Rewrite the entries from the line containing "Provide one point per instance of the stone" through the end of the entries as a two-column CSV with the header request,points. Put each request's text and its answer in one quoted field each, one row per request, with line breaks replaced by spaces.

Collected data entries
┄┄┄┄┄┄┄┄┄┄

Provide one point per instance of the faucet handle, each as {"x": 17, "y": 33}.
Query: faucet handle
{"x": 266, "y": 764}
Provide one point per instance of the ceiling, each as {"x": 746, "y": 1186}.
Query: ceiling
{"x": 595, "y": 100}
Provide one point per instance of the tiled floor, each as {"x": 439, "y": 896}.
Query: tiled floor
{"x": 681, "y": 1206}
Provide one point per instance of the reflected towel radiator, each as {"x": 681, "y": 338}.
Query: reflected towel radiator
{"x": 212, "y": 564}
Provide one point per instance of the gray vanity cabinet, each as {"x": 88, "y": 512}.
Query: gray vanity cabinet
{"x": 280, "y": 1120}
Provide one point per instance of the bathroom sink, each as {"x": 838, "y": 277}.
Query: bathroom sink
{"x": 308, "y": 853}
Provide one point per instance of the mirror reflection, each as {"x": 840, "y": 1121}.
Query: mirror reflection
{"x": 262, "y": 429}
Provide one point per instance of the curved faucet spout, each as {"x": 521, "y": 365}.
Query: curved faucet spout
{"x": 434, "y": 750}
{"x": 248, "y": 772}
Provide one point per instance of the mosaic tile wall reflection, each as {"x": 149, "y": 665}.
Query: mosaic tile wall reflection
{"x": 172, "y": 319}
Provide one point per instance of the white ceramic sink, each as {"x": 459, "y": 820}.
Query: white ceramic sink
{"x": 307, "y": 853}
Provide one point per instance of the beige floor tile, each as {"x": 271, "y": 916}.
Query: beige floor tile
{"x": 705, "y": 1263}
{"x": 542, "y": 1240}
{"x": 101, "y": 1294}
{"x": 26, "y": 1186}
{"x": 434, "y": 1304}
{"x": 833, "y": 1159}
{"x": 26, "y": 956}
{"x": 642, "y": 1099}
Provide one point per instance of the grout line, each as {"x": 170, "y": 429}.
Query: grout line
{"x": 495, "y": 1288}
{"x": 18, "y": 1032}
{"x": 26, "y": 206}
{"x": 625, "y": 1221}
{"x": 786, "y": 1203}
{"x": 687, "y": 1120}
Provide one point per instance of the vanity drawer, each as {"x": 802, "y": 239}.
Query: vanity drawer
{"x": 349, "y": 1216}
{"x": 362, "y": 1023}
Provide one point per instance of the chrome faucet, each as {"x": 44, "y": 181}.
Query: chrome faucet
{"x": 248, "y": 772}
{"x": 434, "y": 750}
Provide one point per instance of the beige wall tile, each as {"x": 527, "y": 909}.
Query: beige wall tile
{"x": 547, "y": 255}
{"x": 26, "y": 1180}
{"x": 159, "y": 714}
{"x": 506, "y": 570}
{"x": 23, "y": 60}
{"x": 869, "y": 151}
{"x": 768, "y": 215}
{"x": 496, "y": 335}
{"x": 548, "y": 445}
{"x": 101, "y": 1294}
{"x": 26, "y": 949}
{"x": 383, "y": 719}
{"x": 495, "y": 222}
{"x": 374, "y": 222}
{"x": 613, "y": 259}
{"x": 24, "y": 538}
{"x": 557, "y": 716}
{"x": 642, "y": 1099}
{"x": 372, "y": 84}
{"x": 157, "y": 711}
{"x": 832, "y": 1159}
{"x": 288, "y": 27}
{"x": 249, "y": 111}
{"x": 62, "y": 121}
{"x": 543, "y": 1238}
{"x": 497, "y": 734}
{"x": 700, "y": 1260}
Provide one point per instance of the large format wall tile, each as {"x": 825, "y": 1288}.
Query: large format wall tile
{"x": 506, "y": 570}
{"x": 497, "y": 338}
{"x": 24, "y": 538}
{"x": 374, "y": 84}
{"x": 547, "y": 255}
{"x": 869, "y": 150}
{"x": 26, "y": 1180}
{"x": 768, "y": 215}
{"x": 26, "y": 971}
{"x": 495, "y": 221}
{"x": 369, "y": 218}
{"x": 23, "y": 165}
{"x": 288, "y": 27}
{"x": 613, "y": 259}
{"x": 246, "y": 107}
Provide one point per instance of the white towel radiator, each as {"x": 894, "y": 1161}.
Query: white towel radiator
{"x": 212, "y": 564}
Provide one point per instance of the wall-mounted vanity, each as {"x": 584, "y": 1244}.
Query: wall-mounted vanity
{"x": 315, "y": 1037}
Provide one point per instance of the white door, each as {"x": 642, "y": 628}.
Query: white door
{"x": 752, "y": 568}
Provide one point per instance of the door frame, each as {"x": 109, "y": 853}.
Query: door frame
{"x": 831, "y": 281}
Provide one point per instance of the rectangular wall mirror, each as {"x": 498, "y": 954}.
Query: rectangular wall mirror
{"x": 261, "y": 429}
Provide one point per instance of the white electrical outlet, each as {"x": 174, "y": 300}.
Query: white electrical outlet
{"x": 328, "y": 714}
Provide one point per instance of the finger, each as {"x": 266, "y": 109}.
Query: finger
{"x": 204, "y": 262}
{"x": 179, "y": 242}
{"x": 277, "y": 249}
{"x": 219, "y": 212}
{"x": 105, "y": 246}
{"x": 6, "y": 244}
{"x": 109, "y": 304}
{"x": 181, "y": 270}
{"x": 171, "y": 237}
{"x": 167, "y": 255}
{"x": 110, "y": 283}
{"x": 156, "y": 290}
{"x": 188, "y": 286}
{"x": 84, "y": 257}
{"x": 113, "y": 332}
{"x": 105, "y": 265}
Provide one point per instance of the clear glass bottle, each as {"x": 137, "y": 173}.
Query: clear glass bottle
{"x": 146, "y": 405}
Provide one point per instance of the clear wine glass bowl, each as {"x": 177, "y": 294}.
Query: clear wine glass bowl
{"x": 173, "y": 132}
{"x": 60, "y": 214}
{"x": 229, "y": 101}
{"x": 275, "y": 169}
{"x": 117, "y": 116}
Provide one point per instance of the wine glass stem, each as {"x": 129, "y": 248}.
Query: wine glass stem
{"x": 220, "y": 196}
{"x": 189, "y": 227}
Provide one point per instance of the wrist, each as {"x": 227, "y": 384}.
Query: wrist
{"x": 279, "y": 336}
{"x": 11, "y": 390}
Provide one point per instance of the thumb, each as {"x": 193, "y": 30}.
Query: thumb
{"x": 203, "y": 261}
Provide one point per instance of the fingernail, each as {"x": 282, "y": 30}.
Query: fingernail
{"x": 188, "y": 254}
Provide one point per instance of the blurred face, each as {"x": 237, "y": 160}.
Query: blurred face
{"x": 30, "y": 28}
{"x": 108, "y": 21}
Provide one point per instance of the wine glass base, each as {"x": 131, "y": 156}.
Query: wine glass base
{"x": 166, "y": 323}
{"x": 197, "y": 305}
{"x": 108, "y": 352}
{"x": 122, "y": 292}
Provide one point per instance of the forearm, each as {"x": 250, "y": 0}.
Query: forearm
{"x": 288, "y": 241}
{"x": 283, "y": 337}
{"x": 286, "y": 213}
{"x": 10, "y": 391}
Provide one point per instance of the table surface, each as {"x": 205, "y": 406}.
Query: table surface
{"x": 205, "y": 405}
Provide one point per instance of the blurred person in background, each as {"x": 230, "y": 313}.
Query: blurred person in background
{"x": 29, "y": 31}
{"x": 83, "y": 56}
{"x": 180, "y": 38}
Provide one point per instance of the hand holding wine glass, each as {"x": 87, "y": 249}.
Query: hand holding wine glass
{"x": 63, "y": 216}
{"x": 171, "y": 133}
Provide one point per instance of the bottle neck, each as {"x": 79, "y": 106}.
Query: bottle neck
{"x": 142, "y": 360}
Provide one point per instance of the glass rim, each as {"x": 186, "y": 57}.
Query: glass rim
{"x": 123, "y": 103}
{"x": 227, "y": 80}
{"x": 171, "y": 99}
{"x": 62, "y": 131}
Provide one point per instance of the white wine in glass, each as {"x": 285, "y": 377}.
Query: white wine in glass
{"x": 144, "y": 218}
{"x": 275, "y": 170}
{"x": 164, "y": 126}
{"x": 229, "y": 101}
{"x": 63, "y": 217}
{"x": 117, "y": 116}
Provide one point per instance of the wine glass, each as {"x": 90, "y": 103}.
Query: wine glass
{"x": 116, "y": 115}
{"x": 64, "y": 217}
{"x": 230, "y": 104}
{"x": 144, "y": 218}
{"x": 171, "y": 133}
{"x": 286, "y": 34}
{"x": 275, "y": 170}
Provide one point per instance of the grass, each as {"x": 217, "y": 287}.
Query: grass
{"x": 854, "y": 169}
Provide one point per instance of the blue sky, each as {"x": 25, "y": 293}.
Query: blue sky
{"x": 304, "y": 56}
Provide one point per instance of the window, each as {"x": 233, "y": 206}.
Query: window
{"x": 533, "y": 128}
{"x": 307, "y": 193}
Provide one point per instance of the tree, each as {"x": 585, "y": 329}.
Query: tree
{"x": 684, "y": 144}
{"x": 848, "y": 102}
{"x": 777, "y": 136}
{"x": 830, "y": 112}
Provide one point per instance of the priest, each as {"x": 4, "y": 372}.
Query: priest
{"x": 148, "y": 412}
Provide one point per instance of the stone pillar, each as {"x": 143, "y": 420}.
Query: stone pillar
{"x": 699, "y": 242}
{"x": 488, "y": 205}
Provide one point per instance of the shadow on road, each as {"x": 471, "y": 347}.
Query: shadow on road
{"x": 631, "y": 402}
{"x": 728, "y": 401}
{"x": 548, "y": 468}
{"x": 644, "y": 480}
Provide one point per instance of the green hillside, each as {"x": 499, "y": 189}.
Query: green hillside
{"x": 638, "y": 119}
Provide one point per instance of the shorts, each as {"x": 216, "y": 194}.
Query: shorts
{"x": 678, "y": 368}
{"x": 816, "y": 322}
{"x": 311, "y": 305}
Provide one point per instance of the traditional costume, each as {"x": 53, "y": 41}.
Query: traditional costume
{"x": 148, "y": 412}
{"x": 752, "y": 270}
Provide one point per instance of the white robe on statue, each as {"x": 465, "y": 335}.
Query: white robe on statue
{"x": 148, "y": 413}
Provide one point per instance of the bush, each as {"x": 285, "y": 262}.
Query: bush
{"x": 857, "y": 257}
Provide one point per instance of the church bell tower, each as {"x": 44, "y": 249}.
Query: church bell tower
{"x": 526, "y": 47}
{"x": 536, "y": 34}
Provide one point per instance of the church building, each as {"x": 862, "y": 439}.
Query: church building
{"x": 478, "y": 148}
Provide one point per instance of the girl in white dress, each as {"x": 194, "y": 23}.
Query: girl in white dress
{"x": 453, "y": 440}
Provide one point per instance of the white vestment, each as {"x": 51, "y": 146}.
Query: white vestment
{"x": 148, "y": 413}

┄┄┄┄┄┄┄┄┄┄

- RESPONSE TO THE TASK
request,points
"Provide one point per instance of the stone pillar, each as {""x"": 143, ""y"": 420}. Query: stone pillar","{""x"": 699, ""y"": 242} {""x"": 488, ""y"": 205}"
"Provide one point per instance of the shadow on road, each as {""x"": 471, ""y"": 347}. Query: shadow on road","{""x"": 631, ""y"": 402} {""x"": 728, ""y"": 401} {""x"": 548, ""y"": 468} {""x"": 644, ""y"": 480}"
"Provide one point per instance of the green hillside, each as {""x"": 499, ""y"": 189}. Query: green hillside","{""x"": 638, ""y"": 119}"
"Provide one point per instance of the shorts, each as {""x"": 216, ""y"": 194}. Query: shorts","{""x"": 678, ""y"": 368} {""x"": 816, ""y"": 322} {""x"": 311, ""y"": 305}"
"Provide one point per instance of the traditional costume, each as {""x"": 53, ""y"": 41}. Query: traditional costume","{""x"": 148, ""y"": 412} {""x"": 752, ""y"": 270}"
"Provide one point per instance of the white robe on statue, each as {""x"": 465, ""y"": 335}. Query: white robe on statue","{""x"": 148, ""y"": 413}"
"Provide one point per instance of the bush, each as {""x"": 285, ""y"": 262}. Query: bush","{""x"": 857, ""y"": 257}"
"Provide one point per instance of the church bell tower, each as {""x"": 44, ""y"": 249}. Query: church bell tower","{""x"": 526, ""y"": 47} {""x"": 536, ""y"": 34}"
"Provide one point per instance of the church building, each as {""x"": 862, ""y"": 439}. Query: church building","{""x"": 478, ""y"": 148}"
"Provide one point per instance of the girl in white dress, each as {""x"": 194, ""y"": 23}. Query: girl in white dress","{""x"": 453, ""y"": 440}"
"Provide one point per instance of the white vestment, each as {""x"": 51, ""y"": 146}. Query: white vestment","{""x"": 148, ""y"": 413}"